* DOKUMEN *
»»

Sabtu, 13 Oktober 2012



HADIS MUTAWATIR  , AHAD ( KONSEP, URGENSI, KEHUJJAHAN DAN CONTOH )

Makalah
Disusun Untuk Memenuhi Salah Satu Tugas dari Mata Kuliah:
Studi Al-Hadits: Teori dan Metodologi
 



                                                 


Disusun Oleh:
Muhammad Mas’ud (1220411231)

Dosen Pengampu:
Dr. Hj. Marhumah, M.Pd.

KONSENTRASI PENDIDIKAN BAHASA ARAB
FAKULTAS PENDIDIKAN ISLAM
PROGRAM PASCA SARJANA
UNIVERSITAS ISLAM NEGERI YOGYAKARTA
2012

       I.            Pendahuluan
            Ilmu hadits adalah ilmu yang sangat mulia dalam Islam dan menjadi dasar ke dua setelah al-qur’an. Orang-orang yang bergelut di dalamnya telah menyandang keharuman tersendiri dalam sejarah. Sebutlah misal seperti : Malik bin Anas, Abu Hanifah, Asy-Syafi’i, Ahmad bin Hanbal, Al-Auza’i, ‘Ali bin Al-Madini, Yahya bin Ma’in, Ibnul-Mubarak, Al-Bukhari, Muslim, Ibnu Khuzaimah, Ibnu Hibban, An-Nawawi, Ibnu Hajar, Ibnu Katsir, Ibnu Taimiyyah, Ibnul-Qayyim, Ibnu Rajab, Asy-Syaukani, Al-Mubarakfury, Ahmad Syakir, dan lainnya yang tetap berlanjut sampai saat ini. Merekalah Ashhaabul-Hadits (para ahli hadits). Dan merekalah orang-orang yang mendapatkan pengakuan bahwa sebagai penghulu/pemimpin Al-Firqatun-Najiyyah (Golongan yang Selamat). Rasulullah shallallaahu ‘alaihi wasallam bersabda :  
عن أنس بن مالك قال قال رسول الله صلى الله عليه وسلم وآله وسلم تفترق هذه الأمة على ثلاث وسبعين فرقة كلهم في النار إلا واحدة قالوا وما هي تلك الفرقة قال ما أنا عليه اليوم وأصحابي. وفي لفظ : وهي الجماعة
Dari Anas bin Malik ia berkata : Telah bersabda Rasulullah shallallaahu ‘alaihi wasallam : “Akan terpecah umat ini menjadi tujuhpuluh tiga kelompok yang kesemuanya masuk neraka kecuali satu”. Para shahabat bertanya : “Siapa mereka wahai Rasulullah ?”. Beliau menjawab : “Mereka adalah orang-orang yang kondisinya seperti kondisiku dan para shahabatku di hari ini”.  [HR. Ath-Thabarani dalam Ash-Shaghiir no. 724].

««

* DATA HASIL EKSTRAKSI *
»»

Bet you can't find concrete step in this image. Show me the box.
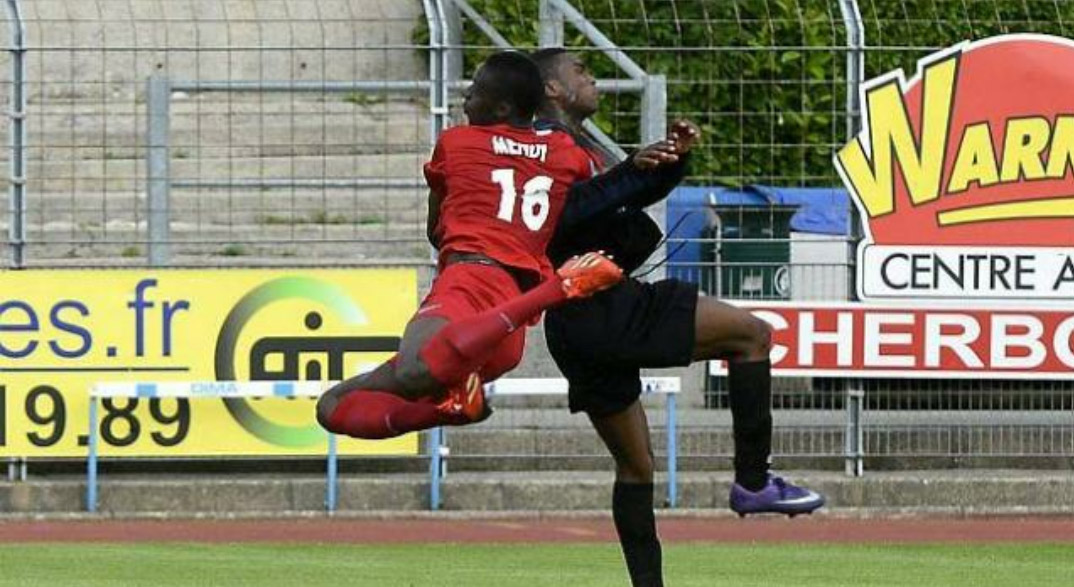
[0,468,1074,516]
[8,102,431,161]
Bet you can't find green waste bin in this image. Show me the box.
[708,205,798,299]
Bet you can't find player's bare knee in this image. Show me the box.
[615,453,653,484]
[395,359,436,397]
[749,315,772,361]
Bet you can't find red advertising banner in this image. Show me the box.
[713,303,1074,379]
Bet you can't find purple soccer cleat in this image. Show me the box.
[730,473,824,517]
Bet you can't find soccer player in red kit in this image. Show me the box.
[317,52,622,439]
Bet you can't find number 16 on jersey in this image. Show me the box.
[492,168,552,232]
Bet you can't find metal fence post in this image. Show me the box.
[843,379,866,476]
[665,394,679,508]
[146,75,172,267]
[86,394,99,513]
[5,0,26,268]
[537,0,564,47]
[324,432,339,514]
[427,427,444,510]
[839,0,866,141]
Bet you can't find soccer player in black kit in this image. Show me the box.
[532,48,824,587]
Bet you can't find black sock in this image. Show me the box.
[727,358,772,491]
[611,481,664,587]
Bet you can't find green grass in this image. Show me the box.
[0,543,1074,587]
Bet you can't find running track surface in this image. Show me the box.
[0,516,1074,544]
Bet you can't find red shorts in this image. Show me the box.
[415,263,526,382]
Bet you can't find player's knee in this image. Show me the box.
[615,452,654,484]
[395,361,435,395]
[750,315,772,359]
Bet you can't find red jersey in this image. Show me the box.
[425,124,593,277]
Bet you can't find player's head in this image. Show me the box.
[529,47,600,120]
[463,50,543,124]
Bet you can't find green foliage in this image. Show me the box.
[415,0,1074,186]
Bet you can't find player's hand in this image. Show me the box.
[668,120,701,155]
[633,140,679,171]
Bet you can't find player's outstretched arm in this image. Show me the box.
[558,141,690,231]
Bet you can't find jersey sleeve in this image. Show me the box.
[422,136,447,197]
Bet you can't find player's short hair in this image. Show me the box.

««
»»

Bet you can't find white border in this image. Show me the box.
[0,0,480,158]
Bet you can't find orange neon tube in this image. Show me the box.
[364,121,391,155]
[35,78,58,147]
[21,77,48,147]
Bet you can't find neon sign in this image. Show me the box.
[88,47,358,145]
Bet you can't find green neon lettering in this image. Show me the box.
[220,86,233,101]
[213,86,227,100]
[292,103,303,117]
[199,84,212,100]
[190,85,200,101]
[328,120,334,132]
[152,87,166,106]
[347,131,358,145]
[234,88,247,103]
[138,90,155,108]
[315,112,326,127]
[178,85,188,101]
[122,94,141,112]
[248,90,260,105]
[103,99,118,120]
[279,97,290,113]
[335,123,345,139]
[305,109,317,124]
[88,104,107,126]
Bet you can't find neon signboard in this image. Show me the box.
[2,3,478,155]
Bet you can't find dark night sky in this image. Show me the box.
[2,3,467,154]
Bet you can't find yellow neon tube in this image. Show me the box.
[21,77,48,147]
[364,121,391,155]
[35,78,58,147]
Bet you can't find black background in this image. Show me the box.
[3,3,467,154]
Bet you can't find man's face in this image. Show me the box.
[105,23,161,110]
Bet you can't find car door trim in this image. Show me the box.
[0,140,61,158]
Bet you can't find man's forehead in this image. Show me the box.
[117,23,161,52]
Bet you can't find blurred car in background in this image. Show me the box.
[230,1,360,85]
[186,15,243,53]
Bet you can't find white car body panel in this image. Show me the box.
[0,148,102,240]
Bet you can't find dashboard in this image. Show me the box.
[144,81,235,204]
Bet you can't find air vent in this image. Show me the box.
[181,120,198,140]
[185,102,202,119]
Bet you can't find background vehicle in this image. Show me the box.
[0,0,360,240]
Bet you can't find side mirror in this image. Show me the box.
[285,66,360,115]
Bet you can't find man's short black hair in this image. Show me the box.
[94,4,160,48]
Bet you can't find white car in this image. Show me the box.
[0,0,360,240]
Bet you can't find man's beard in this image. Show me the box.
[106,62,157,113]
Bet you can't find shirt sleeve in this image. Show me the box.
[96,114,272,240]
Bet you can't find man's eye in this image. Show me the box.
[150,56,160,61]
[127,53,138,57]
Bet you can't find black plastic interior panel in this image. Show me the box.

««

* SOAL LATIHAN *
- a) Terjemahkan kalimat "Orang-orang yang bergelut di dalamnya telah menyandang keharuman tersendiri dalam sejarah." dari makalah tentang hadis ke dalam bahasa Inggris.
- b) Ganti sebutan "Mata Kuliah" menjadi "Mata Kajian", lalu tuliskan kembali bagian makalah tentang hadis dari "HADIS MUTAWATIR  , AHAD" sampai "Muhammad Mas’ud (1220411231)".
Data tersebut diambil dari sumber yang berbeda.

* KUNCI JAWABAN *
- a) Those who have engaged in it have earned a distinctive renown in history.

- b)
HADIS MUTAWATIR  , AHAD ( KONSEP, URGENSI, KEHUJJAHAN DAN CONTOH )

Makalah
Disusun Untuk Memenuhi Salah Satu Tugas dari Mata Kajian:
Studi Al-Hadits: Teori dan Metodologi
 



                                                 


Disusun Oleh:
Muhammad Mas’ud (1220411231)